··· Data extract
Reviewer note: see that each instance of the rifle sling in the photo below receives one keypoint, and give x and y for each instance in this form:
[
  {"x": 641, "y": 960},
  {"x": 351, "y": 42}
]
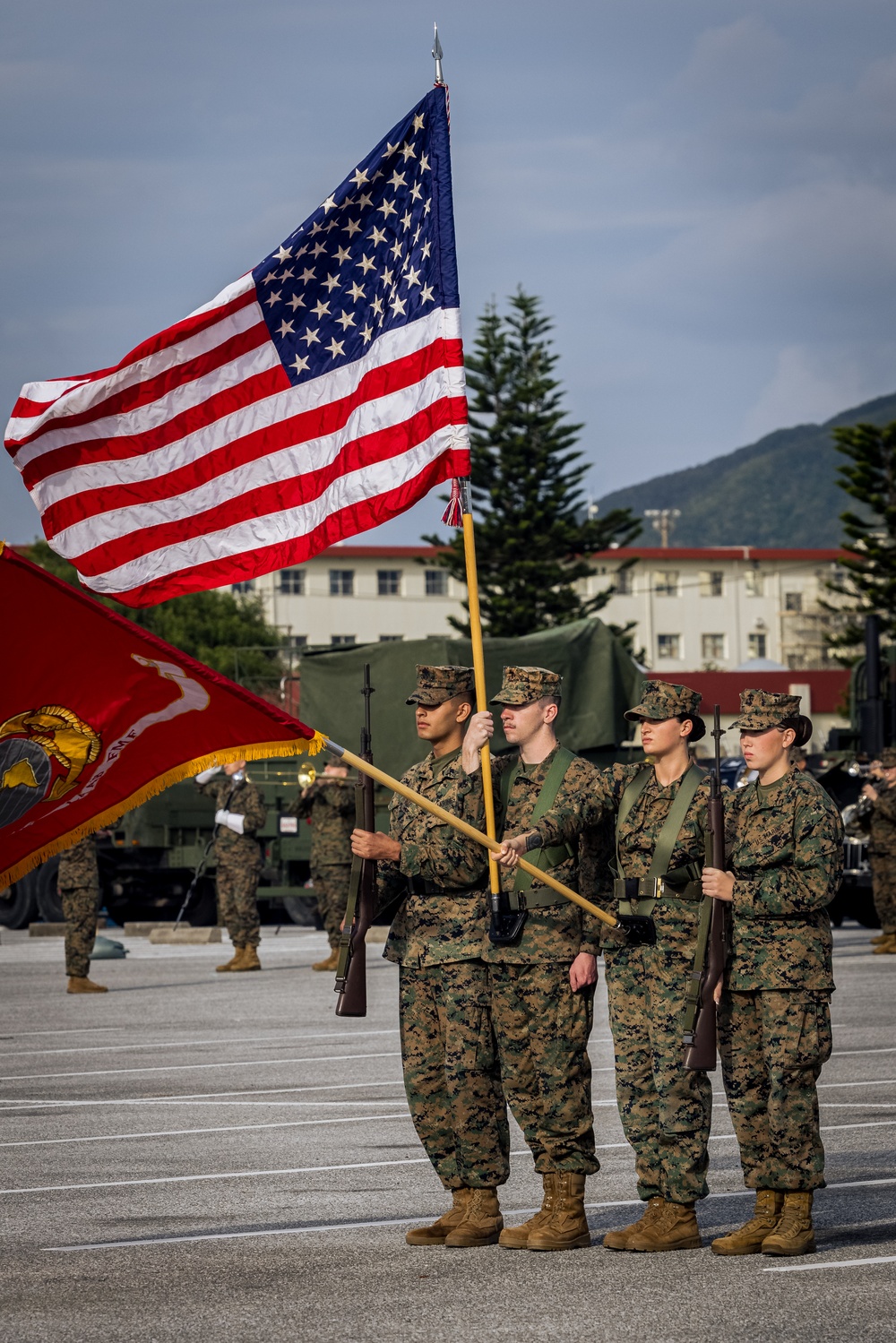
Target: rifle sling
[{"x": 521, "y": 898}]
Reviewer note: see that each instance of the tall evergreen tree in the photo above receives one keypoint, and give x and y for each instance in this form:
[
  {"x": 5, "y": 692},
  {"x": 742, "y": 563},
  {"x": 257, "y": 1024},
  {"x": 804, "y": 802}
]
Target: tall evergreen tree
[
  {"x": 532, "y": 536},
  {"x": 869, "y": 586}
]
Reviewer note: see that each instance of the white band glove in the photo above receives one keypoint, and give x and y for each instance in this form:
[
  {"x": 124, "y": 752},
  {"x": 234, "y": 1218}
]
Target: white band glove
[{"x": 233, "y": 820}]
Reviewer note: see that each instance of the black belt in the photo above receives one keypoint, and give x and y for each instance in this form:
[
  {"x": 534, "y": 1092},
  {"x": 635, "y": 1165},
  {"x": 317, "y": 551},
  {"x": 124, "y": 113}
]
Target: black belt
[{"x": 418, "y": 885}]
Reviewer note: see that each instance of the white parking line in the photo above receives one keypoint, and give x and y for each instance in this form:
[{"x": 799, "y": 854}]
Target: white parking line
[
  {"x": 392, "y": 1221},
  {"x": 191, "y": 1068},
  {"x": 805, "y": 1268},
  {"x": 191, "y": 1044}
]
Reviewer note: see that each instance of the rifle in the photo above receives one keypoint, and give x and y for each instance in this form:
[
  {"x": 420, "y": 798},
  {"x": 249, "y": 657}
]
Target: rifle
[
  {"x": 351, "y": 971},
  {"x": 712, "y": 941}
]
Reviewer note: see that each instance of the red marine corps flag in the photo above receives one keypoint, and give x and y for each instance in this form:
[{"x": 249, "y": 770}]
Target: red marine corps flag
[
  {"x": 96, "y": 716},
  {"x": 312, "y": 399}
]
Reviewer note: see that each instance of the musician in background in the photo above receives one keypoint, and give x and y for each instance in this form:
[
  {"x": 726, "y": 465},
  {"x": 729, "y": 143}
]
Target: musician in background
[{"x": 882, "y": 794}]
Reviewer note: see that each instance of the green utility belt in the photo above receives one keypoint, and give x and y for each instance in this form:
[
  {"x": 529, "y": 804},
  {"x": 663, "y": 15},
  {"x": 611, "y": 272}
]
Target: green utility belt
······
▶ **Task description**
Quote every record above exactly, leaving out the pictures.

▶ **Full output**
Reviewer note: see that each instance of the rifle sling in the photo below receives one keypoint, and give x and y for each instance in this form:
[
  {"x": 641, "y": 960},
  {"x": 351, "y": 42}
]
Target: rifle sling
[{"x": 521, "y": 898}]
Reviewer note: see that each instance of the tall evergreen tree in the photo above receives one keypoint, and give x and y for each instance in this form:
[
  {"x": 5, "y": 692},
  {"x": 742, "y": 563},
  {"x": 257, "y": 1024},
  {"x": 804, "y": 802}
]
Target: tall evergreen tree
[
  {"x": 532, "y": 536},
  {"x": 869, "y": 586}
]
Reviewer note: see that each instance of the white band glove in the photo above receives one keypoint, and give x and y for each instance in this form:
[
  {"x": 124, "y": 752},
  {"x": 234, "y": 1218}
]
Target: white band glove
[{"x": 233, "y": 820}]
Reviewer note: see that each instance of the black belt in the photo above receives one keypoint, and give x and y for each instance in this form:
[
  {"x": 534, "y": 1092},
  {"x": 635, "y": 1165},
  {"x": 317, "y": 551},
  {"x": 124, "y": 113}
]
Target: black belt
[{"x": 418, "y": 885}]
Reviewer note: see that each instance of the white parking line in the photo above receives one keypoint, and give x and y for each instance in this form:
[{"x": 799, "y": 854}]
Target: white parking line
[
  {"x": 392, "y": 1221},
  {"x": 191, "y": 1068},
  {"x": 805, "y": 1268},
  {"x": 191, "y": 1044}
]
Reviewer note: see that each instance of the rifle in the photo above receives one keypoint, and give x and y for each instance in this form:
[
  {"x": 420, "y": 798},
  {"x": 249, "y": 657}
]
Target: rifle
[
  {"x": 351, "y": 971},
  {"x": 712, "y": 941}
]
Reviewer note: see that each instance of the red marine corps flag in the photo above receives one keypoint, and give x and y for each instance in this form:
[{"x": 249, "y": 770}]
Target: red marine corps flag
[
  {"x": 96, "y": 716},
  {"x": 312, "y": 399}
]
Reviewer note: see that each instance of the musician in background in the photo above receives one keypoint, and give x and y for each instance in this form:
[
  {"x": 726, "y": 465},
  {"x": 729, "y": 143}
]
Target: musician in background
[{"x": 882, "y": 794}]
Reviewer note: see that each instance of the green utility belt in the photo above receives one keypoint, and give x and y for each instance in this form:
[
  {"x": 529, "y": 804},
  {"x": 663, "y": 15},
  {"x": 611, "y": 272}
]
Target: green utility belt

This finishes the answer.